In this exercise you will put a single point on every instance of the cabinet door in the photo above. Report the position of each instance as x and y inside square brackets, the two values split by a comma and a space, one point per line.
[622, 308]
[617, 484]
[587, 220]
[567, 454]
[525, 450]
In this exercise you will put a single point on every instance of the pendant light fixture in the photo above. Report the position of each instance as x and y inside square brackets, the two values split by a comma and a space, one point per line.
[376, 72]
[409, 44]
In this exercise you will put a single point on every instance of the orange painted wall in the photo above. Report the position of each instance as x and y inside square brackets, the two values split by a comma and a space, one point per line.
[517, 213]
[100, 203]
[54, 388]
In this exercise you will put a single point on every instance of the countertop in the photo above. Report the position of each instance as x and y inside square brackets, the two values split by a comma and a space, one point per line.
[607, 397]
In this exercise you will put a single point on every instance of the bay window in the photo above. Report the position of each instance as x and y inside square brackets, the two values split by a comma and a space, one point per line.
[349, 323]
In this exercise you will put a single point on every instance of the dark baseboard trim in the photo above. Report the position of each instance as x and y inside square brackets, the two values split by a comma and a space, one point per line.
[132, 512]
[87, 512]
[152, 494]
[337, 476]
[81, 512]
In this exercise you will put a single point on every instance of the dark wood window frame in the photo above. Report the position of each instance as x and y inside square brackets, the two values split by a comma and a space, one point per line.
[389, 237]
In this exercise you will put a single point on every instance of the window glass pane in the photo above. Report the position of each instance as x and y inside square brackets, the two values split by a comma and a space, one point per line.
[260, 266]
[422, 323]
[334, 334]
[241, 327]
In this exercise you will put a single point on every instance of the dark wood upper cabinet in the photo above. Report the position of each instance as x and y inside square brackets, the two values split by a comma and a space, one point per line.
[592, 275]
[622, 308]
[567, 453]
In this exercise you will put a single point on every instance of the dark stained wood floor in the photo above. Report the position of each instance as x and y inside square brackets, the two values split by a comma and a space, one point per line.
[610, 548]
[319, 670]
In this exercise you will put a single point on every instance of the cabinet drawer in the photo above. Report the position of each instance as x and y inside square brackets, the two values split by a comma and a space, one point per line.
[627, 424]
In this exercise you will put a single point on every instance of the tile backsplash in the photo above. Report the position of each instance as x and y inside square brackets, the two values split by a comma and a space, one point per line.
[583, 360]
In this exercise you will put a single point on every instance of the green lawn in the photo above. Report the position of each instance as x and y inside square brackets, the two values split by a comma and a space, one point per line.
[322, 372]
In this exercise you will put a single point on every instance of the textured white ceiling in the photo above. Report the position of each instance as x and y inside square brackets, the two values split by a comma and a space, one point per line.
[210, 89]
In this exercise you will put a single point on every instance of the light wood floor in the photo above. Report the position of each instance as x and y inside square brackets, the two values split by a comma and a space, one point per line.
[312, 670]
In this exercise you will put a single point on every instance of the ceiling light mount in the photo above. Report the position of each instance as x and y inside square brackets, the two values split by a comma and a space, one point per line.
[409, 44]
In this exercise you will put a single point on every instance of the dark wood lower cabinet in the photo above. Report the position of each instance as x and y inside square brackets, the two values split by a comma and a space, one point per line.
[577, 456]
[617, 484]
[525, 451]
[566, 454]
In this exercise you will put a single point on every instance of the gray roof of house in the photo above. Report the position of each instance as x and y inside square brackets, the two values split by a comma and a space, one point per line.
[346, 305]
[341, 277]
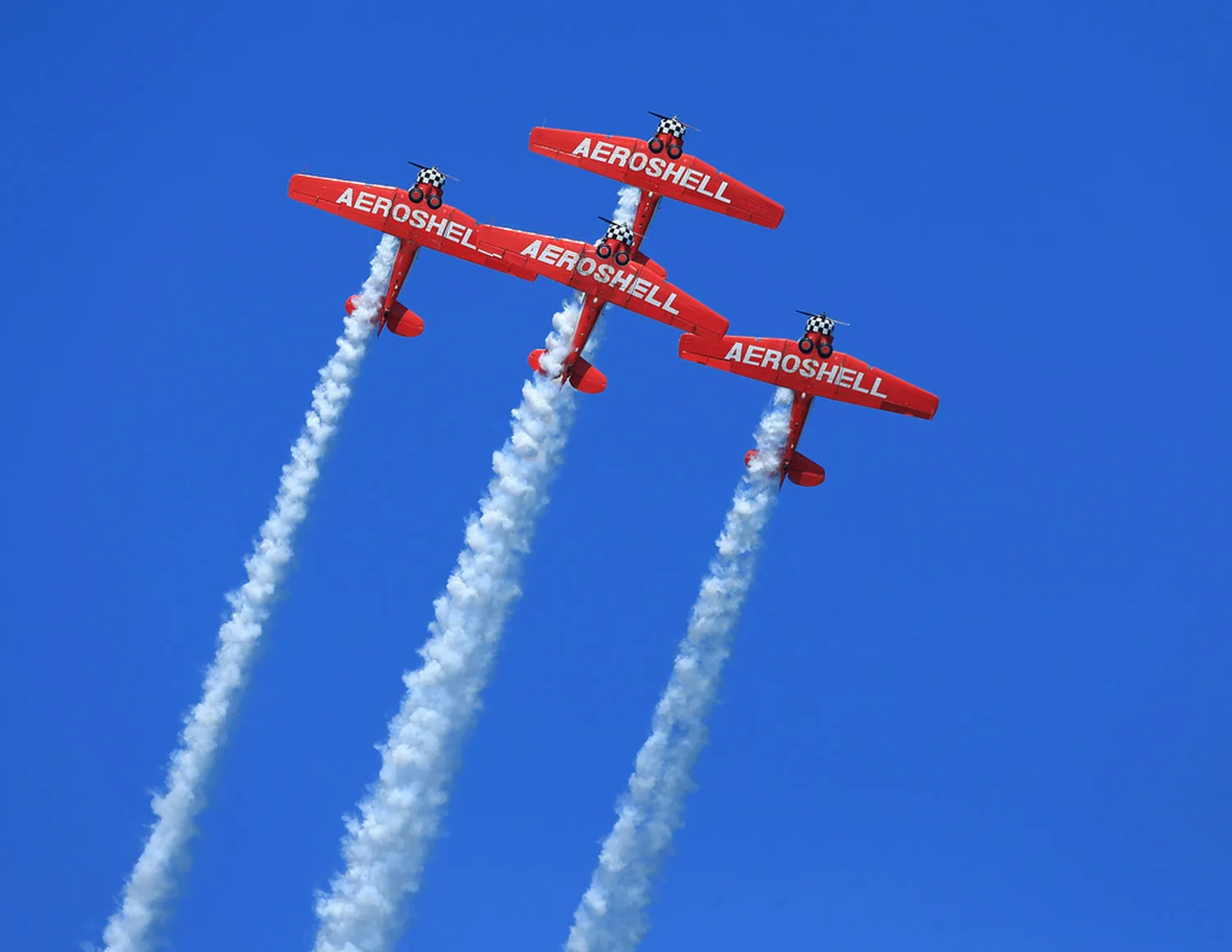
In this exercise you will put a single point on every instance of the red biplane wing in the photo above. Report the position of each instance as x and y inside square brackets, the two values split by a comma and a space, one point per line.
[840, 377]
[637, 286]
[389, 209]
[687, 179]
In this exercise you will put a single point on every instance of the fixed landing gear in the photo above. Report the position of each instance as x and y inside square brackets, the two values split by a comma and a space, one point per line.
[823, 347]
[675, 149]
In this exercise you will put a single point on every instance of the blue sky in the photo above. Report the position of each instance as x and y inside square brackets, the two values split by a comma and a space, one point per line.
[980, 692]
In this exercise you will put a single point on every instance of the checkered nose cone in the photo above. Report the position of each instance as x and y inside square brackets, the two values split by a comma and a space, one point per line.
[620, 233]
[820, 325]
[672, 127]
[430, 177]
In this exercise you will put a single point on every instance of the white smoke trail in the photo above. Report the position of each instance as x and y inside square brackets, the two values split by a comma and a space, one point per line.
[611, 917]
[150, 883]
[386, 846]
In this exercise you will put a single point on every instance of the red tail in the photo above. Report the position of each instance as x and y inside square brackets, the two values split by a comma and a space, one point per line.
[803, 472]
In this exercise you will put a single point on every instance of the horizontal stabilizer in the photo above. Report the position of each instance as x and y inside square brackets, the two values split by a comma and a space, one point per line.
[803, 472]
[583, 377]
[586, 379]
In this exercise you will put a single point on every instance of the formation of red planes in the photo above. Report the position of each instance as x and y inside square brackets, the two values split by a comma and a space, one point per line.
[614, 270]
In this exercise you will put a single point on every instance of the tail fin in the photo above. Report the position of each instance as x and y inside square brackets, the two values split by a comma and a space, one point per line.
[583, 377]
[803, 472]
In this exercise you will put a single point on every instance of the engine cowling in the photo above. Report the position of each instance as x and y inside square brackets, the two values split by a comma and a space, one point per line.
[402, 322]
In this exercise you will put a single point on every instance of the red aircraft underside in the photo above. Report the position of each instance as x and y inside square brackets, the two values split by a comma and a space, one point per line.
[416, 224]
[687, 179]
[640, 286]
[839, 377]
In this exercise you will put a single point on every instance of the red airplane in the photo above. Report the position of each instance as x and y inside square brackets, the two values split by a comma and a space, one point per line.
[633, 162]
[633, 283]
[401, 214]
[641, 163]
[810, 367]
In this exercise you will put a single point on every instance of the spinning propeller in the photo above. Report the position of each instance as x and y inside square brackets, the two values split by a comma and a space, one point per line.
[425, 168]
[660, 116]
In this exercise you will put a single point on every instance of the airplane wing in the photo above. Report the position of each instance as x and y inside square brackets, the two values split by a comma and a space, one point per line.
[687, 179]
[389, 209]
[641, 287]
[842, 377]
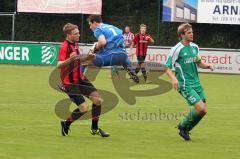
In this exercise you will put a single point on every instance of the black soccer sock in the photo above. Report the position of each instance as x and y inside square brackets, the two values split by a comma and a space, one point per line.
[96, 111]
[76, 114]
[137, 70]
[144, 73]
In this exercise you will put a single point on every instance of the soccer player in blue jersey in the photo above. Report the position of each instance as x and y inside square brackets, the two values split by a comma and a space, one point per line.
[110, 49]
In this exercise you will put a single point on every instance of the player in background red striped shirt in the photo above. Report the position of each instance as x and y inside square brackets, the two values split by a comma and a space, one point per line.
[75, 84]
[141, 41]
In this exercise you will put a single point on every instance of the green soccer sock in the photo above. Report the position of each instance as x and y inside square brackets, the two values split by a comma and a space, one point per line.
[115, 71]
[191, 120]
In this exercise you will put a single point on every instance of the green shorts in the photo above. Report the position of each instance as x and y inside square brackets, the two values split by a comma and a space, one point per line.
[193, 94]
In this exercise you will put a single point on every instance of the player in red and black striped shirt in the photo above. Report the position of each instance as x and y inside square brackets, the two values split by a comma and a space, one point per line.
[141, 41]
[75, 84]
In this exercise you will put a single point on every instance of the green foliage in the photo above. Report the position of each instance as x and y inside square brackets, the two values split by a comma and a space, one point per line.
[48, 27]
[30, 128]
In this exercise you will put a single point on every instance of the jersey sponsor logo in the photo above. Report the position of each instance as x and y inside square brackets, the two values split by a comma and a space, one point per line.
[190, 60]
[14, 53]
[49, 54]
[194, 51]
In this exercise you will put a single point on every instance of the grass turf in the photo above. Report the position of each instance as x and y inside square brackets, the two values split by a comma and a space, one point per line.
[30, 129]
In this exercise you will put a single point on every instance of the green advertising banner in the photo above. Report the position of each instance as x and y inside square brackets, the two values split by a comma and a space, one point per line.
[34, 54]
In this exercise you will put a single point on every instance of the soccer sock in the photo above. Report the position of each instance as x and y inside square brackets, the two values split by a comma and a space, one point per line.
[191, 120]
[137, 70]
[144, 73]
[115, 71]
[96, 111]
[76, 114]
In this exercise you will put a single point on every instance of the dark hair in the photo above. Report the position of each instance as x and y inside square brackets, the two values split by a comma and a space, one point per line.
[95, 18]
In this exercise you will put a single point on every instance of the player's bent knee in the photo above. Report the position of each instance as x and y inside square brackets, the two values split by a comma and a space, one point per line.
[201, 108]
[98, 101]
[83, 107]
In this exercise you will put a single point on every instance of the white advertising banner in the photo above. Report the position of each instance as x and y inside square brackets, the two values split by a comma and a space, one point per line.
[219, 11]
[60, 6]
[223, 60]
[202, 11]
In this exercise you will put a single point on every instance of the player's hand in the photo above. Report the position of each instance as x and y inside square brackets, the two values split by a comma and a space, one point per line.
[91, 56]
[175, 84]
[73, 56]
[94, 47]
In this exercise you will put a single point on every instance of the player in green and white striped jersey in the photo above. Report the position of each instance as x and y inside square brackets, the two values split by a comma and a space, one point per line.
[184, 57]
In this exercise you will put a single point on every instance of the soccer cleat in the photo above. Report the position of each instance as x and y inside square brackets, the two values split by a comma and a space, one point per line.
[65, 127]
[184, 133]
[99, 132]
[132, 75]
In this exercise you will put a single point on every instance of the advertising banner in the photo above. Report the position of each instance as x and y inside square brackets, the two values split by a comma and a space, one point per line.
[223, 60]
[34, 54]
[60, 6]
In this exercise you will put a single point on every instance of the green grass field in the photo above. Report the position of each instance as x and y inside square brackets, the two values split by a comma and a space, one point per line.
[30, 129]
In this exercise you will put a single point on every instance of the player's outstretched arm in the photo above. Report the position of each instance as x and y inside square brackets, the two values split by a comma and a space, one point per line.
[202, 65]
[62, 64]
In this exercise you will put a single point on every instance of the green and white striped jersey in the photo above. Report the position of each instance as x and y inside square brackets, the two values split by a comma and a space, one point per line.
[184, 59]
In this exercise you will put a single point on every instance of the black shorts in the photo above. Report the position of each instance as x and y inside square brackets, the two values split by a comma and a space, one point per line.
[141, 59]
[77, 91]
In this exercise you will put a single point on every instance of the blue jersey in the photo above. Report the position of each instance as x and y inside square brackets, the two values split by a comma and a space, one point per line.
[113, 36]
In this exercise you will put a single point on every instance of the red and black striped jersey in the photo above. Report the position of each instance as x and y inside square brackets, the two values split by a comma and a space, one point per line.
[72, 73]
[141, 43]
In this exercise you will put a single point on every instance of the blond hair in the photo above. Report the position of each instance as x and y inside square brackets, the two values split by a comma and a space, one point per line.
[183, 28]
[69, 27]
[143, 25]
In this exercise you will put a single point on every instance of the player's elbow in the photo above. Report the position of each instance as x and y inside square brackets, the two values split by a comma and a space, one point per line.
[102, 43]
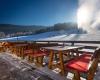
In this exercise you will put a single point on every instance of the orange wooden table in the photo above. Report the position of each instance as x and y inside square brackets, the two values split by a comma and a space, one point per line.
[59, 50]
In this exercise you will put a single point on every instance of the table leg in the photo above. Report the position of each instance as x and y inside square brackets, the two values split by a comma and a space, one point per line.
[50, 59]
[76, 76]
[61, 62]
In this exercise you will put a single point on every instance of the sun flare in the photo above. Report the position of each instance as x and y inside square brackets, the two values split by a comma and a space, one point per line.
[82, 16]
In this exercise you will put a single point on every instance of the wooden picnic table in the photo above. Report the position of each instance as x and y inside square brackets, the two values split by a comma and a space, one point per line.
[19, 49]
[59, 50]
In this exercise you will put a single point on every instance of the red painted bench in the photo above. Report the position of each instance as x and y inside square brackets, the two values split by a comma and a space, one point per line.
[36, 54]
[86, 63]
[80, 63]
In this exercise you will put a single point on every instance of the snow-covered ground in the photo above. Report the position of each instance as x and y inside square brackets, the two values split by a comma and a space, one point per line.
[58, 35]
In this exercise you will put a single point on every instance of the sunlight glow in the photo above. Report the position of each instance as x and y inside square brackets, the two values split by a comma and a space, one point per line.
[82, 16]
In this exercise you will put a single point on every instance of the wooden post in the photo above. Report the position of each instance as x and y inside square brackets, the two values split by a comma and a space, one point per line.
[61, 63]
[50, 59]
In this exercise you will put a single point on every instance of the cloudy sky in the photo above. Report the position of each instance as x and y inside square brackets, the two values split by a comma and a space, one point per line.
[37, 12]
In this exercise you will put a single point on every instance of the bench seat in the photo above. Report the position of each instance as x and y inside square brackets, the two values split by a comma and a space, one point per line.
[81, 63]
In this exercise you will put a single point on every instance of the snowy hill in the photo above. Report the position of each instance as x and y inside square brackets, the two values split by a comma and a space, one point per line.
[58, 35]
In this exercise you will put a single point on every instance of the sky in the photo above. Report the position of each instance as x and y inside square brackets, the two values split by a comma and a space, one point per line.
[37, 12]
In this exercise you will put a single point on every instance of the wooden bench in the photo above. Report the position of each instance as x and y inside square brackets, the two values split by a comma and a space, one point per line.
[86, 63]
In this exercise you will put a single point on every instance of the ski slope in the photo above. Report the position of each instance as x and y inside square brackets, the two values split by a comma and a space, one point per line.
[57, 35]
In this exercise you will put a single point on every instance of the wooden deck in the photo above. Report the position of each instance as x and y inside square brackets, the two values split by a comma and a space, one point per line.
[14, 68]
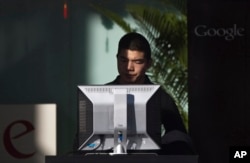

....................

Problem requirements:
Return each line from the entries above that contains the word "snowy". Case counts.

Full response:
In this exercise you will put a single point on every instance of the snowy hill in the photo above. Report the position of each instance as x and y inside square brackets, the two values split by a comma and a space, one point per line.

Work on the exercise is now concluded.